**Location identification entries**
* begin *

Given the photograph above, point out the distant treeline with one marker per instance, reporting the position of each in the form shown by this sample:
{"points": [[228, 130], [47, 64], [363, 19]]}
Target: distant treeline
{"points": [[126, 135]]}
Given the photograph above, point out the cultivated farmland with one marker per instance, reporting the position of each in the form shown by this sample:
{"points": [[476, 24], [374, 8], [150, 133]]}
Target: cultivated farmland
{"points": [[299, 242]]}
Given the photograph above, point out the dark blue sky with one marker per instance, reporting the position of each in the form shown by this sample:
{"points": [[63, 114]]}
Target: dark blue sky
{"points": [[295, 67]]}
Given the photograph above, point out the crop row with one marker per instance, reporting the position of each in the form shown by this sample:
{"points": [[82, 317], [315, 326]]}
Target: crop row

* end *

**Instruction**
Reproduce all of the data above, swapping every "marker" for "dot" and keeping everything else the same.

**Written response**
Given the photograph above, point out the distant treeline with one dot per instance, reporting the position of each in the form shown by this sample:
{"points": [[228, 130], [47, 64], [363, 19]]}
Target: distant treeline
{"points": [[126, 135]]}
Given the photograph above, point out the cultivated farmland with one dot per instance, reporting the position of each in the form shown by this sample:
{"points": [[476, 24], [374, 8], [150, 133]]}
Target: cultivated farmland
{"points": [[299, 242]]}
Given the photograph above, point out the dark blue sky with one dot per instance, reporting the position of each in the form shown by this sample:
{"points": [[63, 114]]}
Target: dark blue sky
{"points": [[295, 67]]}
Given the photograph above, point out the crop row with one dot per instance, reporting the position of each in the form shown by this sample:
{"points": [[82, 317], [315, 326]]}
Target: crop row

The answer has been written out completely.